▶ _Work to complete_:
Convert the lines of the items below into a Markdown table with the columns "Row" and "Line", numbering each line in order and leaving out blank lines.

Collected data:

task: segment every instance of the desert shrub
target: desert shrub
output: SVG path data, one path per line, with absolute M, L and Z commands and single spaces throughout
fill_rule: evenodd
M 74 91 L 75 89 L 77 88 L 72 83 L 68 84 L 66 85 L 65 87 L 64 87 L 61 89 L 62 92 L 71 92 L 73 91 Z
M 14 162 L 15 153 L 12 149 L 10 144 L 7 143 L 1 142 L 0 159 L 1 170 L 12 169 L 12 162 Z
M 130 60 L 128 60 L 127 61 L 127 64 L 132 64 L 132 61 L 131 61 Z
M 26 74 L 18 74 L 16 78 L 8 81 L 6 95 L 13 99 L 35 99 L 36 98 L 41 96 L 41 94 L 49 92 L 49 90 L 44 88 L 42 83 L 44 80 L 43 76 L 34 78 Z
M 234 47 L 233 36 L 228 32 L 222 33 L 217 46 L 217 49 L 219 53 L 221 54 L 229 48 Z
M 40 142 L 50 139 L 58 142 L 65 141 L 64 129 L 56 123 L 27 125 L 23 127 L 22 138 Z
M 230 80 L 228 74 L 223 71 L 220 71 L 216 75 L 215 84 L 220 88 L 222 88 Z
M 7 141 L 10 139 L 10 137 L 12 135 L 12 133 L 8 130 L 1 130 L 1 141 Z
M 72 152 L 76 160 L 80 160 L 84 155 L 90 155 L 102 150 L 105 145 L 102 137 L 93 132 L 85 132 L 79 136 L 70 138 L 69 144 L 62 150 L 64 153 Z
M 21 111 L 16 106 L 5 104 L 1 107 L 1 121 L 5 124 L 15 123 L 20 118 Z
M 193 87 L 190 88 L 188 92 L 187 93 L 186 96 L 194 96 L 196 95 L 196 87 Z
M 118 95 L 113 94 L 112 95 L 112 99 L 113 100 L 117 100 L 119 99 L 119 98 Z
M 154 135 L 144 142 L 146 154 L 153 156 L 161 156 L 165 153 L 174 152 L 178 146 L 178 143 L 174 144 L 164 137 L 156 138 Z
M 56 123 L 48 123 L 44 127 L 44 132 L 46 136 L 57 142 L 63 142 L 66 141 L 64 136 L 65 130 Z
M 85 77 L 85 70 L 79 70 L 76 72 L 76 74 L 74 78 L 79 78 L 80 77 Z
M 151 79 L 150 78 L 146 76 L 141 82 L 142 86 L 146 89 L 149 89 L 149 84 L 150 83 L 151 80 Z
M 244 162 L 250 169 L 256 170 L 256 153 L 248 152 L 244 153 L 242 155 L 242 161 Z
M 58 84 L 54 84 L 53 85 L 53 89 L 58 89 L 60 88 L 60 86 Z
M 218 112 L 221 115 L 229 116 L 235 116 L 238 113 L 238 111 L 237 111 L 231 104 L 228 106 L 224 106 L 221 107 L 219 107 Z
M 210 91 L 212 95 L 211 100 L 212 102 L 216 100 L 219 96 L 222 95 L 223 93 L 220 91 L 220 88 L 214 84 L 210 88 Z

▶ _Task response_:
| Row | Line |
|---|---|
| 1 | task: segment every instance of the desert shrub |
| 2 | target: desert shrub |
| 3 | output: SVG path data, one path per line, with absolute M, L and Z commands and single spaces throughout |
| 4 | fill_rule: evenodd |
| 5 | M 74 91 L 75 89 L 77 88 L 72 83 L 68 84 L 66 85 L 65 87 L 64 87 L 61 89 L 62 92 L 71 92 L 73 91 Z |
| 6 | M 14 162 L 15 153 L 12 149 L 10 144 L 7 143 L 1 142 L 0 159 L 1 170 L 12 169 L 12 162 Z |
| 7 | M 130 60 L 128 60 L 127 61 L 127 64 L 132 64 L 132 61 L 131 61 Z |
| 8 | M 26 74 L 18 74 L 16 78 L 8 81 L 6 95 L 13 99 L 35 99 L 36 98 L 41 96 L 41 94 L 49 92 L 49 90 L 44 88 L 42 83 L 44 80 L 43 76 L 34 78 Z |
| 9 | M 234 47 L 233 36 L 228 32 L 222 33 L 217 46 L 217 49 L 219 53 L 221 54 L 229 48 Z |
| 10 | M 40 142 L 50 139 L 58 142 L 65 141 L 64 129 L 56 123 L 27 125 L 23 127 L 22 138 Z |
| 11 | M 230 80 L 228 74 L 223 71 L 220 71 L 216 75 L 215 84 L 220 88 L 222 88 Z |
| 12 | M 7 141 L 10 139 L 10 137 L 12 135 L 12 133 L 8 130 L 1 130 L 1 141 Z |
| 13 | M 72 152 L 76 160 L 80 160 L 84 155 L 90 155 L 102 150 L 105 145 L 102 137 L 93 132 L 85 132 L 79 136 L 70 138 L 69 144 L 62 150 L 64 153 Z |
| 14 | M 21 111 L 16 106 L 5 104 L 1 107 L 1 121 L 5 124 L 15 123 L 20 118 Z |
| 15 | M 193 87 L 190 88 L 188 92 L 187 93 L 186 96 L 194 96 L 196 95 L 196 87 Z |
| 16 | M 118 95 L 113 94 L 112 95 L 112 99 L 113 100 L 117 100 L 119 99 L 119 98 Z |
| 17 | M 154 135 L 144 142 L 146 154 L 153 156 L 161 156 L 165 153 L 174 152 L 178 146 L 178 143 L 174 144 L 164 137 L 156 138 Z |
| 18 | M 56 123 L 48 123 L 44 127 L 44 132 L 46 136 L 57 142 L 63 142 L 66 141 L 64 136 L 65 130 Z |
| 19 | M 85 77 L 85 70 L 79 70 L 76 72 L 76 74 L 74 78 L 79 78 L 80 77 Z |
| 20 | M 151 79 L 150 78 L 146 76 L 141 82 L 142 86 L 146 89 L 149 89 L 149 84 L 150 83 L 151 80 Z |
| 21 | M 244 162 L 250 169 L 256 170 L 256 153 L 248 152 L 244 153 L 242 155 L 242 161 Z |
| 22 | M 58 84 L 54 84 L 53 85 L 53 89 L 58 89 L 60 88 L 60 86 Z |
| 23 | M 218 112 L 221 115 L 229 116 L 235 116 L 238 113 L 238 111 L 237 111 L 231 104 L 228 106 L 224 106 L 221 107 L 219 107 Z |
| 24 | M 210 91 L 212 95 L 211 100 L 212 102 L 216 100 L 219 96 L 222 95 L 223 93 L 220 91 L 220 88 L 214 84 L 210 88 Z |